[Start of SELECTED TEXT]
# How many online forums do you regularly participate on?



## Handsome Dyke (Oct 4, 2012)

including PerC (or excluding PerC if you don't regularly post here)

Let's say regularly is at least one post every two weeks.


----------



## Jaune (Jul 11, 2013)

Only PerC. I've pretty much ditched forums for Discord.


----------



## jcal (Oct 31, 2013)

Regularly: 2... PerC and AVS (AV Science Forum).

Very occasionally... a few automotive forums.


----------



## Cal (Sep 29, 2017)

Just PerC.


----------



## Sybow (Feb 1, 2016)

PerC it is.


----------



## danthemanklein (Mar 30, 2018)

Just PerC, but I've probably participated in another one in the past, but I can't remember which one. I believe it had to be on the subject of animation though. Plus, do subreddits count? I've known to be on a few, such as MBTI, Undertale, Rick & Morty, etc.


----------



## VinnieBob (Mar 24, 2014)

only this one


----------



## ImminentThunder (May 15, 2011)

PersonalityCafe, Serebii, and sometimes Warrior Cats RP (depends on how busy I am). So I'll go with three. 

I'm registered on a lot more: Tulpa Forums, DeviantART, NaNoWriMo, Bulbagarden, The Cave of Dragonflies, PokéSun, Columbine Massacre (it's investigative, not condoning), Theme Park Review, DreamViews, Twokinds, Cross Time Cafe, FeralFront, Psych Forums, Psych Central, Themed Attraction, and of course Reddit, but keeping up with all of those on a regular basis is exhausting. So I don't post much. Some of them I haven't logged onto in ages.


----------



## Lakigigar (Jan 4, 2016)

A Dutch Football Game forum
A Belgian games forum (and biggest forum of Belgium - talked here a lot about weather, movies and politics as well, but the annoying thing is that 95% of the users is right-wing and don't take me seriously)
A Dutch General forum (but maybe once in two weeks is maybe not enough)
A Dutch-Belgian movies forum
A Belgian Football Game forum
An American personality forum (this one)
A UK weather forum (Netweather)
A Belgian/Dutch Weather forum
An eating disorder forum

I might forget a few, but these are the most important ones. I'm active on reddit as well.

I'm probably registered to 40 to 50 forums...

I'm also well known to those forums... I even experience sometimes people recognizing me in a multiplayer game because of my username haha. In some way, i am an online celebrity lol.

Would i recommend doing what i did/am doing. Absolutely not. The internet is a hostile place.

I think i'm however most active currently on PerC. What i like about this forum, is that this is the only place where not at least 90% of the users are males... PerC has lots of females, i think that makes discussions more interesting. The atmosphere of PerC is also on the better side, less elitist than the other forums, where people have groups of people who've been a member for a long time, and exclude the rest. The Dutch/Belgian film website Moviemeter is maybe the forum which has the best atmosphere, maybe because of the strict rules (no football / no politics for example), diversity among members (of course elitist cinéma might have elitist people discussing it) and the general board has a lot of close-minded views (opinions at all kinds of movies).
[End of SELECTED TEXT]
• [GIVEN TASK 1]:
Restate the paragraph of the forum thread that begins "I'm registered on a lot more" as a short bulleted list that keeps its main facts.
• [GIVEN TASK 2]:
Reproduce the forum thread from "PersonalityCafe, Serebii, and" up to and including "take me seriously)", renaming every "Belgian" as "Flemish".
• [GIVEN TASK 3]:
Carry the forum thread on with new text that starts after its final sentence.
[Start of RECORD LIST]
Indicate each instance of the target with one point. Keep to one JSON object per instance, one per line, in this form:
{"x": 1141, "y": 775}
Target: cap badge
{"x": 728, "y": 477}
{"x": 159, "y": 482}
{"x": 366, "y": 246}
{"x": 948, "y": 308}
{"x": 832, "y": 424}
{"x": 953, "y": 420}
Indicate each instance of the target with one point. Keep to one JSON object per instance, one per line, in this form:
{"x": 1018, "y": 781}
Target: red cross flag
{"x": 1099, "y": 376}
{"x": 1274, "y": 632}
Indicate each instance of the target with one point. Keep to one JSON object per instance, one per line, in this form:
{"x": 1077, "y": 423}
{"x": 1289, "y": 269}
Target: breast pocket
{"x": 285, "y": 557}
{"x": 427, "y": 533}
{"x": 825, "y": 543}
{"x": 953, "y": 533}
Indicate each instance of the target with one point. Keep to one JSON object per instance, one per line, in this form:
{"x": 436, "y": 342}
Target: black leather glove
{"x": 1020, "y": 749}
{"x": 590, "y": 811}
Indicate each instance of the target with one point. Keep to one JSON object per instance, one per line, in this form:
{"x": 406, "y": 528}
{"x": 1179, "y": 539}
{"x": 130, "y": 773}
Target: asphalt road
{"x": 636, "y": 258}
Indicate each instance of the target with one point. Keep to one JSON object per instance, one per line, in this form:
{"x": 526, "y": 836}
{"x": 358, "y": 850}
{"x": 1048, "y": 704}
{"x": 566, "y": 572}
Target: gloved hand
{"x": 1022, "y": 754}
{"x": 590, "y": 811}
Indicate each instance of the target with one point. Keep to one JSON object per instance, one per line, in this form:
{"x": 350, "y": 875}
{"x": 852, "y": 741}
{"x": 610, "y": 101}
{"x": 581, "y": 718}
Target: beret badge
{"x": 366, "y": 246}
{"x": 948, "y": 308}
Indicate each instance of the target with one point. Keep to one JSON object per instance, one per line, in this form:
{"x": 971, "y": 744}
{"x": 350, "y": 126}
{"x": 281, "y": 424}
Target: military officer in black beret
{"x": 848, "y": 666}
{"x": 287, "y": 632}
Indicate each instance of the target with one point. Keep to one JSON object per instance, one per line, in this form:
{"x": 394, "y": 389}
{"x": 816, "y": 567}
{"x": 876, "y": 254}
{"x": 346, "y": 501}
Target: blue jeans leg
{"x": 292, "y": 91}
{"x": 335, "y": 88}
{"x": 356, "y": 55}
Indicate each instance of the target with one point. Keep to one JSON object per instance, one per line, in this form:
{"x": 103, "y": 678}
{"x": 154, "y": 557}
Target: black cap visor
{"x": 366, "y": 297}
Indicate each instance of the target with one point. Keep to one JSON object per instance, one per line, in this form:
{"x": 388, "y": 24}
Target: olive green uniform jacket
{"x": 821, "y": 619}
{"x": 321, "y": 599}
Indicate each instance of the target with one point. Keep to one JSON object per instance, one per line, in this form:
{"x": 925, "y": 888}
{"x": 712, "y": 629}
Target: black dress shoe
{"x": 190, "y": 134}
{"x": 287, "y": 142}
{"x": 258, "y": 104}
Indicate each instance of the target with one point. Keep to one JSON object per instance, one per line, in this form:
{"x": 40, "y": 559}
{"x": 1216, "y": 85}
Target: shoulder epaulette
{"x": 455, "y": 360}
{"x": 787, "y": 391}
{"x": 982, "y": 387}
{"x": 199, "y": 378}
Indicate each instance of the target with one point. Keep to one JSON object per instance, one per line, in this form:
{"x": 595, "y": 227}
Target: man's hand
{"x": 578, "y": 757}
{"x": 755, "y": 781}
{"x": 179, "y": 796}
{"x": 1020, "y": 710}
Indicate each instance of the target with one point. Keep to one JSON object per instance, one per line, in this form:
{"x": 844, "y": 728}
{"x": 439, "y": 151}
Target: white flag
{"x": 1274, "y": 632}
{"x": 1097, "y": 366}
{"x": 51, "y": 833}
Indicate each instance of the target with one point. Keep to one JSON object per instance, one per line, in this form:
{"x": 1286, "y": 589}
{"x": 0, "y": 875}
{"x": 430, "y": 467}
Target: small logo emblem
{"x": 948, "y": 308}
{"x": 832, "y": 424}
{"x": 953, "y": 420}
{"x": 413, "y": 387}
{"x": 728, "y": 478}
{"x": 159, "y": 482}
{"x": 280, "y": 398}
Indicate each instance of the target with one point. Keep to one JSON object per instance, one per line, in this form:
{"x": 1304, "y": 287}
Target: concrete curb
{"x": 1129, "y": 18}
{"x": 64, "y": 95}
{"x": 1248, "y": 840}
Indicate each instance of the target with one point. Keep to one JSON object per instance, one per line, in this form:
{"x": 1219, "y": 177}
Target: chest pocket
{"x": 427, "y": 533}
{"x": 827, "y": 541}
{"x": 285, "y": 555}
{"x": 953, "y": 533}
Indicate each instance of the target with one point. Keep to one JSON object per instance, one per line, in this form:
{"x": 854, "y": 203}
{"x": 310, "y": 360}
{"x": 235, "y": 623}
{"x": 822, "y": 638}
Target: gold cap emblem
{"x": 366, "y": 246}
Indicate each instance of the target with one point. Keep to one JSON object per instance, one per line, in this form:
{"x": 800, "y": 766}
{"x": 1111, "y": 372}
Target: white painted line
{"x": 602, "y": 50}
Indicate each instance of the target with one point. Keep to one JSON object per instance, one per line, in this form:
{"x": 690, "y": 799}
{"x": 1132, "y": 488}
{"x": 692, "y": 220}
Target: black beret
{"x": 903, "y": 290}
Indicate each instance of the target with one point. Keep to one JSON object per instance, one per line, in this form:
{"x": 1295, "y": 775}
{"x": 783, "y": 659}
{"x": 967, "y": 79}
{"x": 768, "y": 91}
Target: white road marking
[End of RECORD LIST]
• [WRITTEN RESPONSE 1]:
- Also registered on: Tulpa Forums, DeviantART, NaNoWriMo, Bulbagarden, The Cave of Dragonflies, PokéSun, Columbine Massacre, Theme Park Review, DreamViews, Twokinds, Cross Time Cafe, FeralFront, Psych Forums, Psych Central, Themed Attraction, and Reddit
- The Columbine Massacre forum is investigative, not condoning
- Keeping up with all of them regularly is exhausting, so there isn't much posting
- Some haven't been logged onto in ages

• [WRITTEN RESPONSE 2]:
PersonalityCafe, Serebii, and sometimes Warrior Cats RP (depends on how busy I am). So I'll go with three. 

I'm registered on a lot more: Tulpa Forums, DeviantART, NaNoWriMo, Bulbagarden, The Cave of Dragonflies, PokéSun, Columbine Massacre (it's investigative, not condoning), Theme Park Review, DreamViews, Twokinds, Cross Time Cafe, FeralFront, Psych Forums, Psych Central, Themed Attraction, and of course Reddit, but keeping up with all of those on a regular basis is exhausting. So I don't post much. Some of them I haven't logged onto in ages.


----------



## Lakigigar (Jan 4, 2016)

A Dutch Football Game forum
A Flemish games forum (and biggest forum of Belgium - talked here a lot about weather, movies and politics as well, but the annoying thing is that 95% of the users is right-wing and don't take me seriously)

• [WRITTEN RESPONSE 3]:
In general, i like forums without a like / thank and especially dislike button more.


----------



## Inveniet (Aug 21, 2009)

I've registered to several other forums, but I kinda forgot they existed until I saw this thread.
It reminds me that the password manager cleaning/reorganization is long overdue.
Maybe if I actually got around to put forum passwords in their own folder I might visit them more.
If they even exist at all anymore that is. xD

Edit: 
Holy shit, just did a rough cleanup.
There was 9 forums burried in that pile.
Not including the game folder, that is a monster all of it's own lol xD


----------



## JennyJukes (Jun 29, 2012)

I just use Perc atm. I used another forum for 10 years but it's pretty dead now.


----------



## flamesabers (Nov 20, 2012)

I voted two: PerC and an investment forum.


----------



## Cthulhu And Coffee (Mar 8, 2012)

Just this one.


----------



## Aluminum Frost (Oct 1, 2017)

I've been banned from a lot of forums and discord servers so just PerC right now and YA! if that counts idk


----------



## Fohra (May 26, 2018)

Only PerC and it’s my 1st online forum ever as a member.


----------



## SilentScream (Mar 31, 2011)

2. 

Post Whore on both.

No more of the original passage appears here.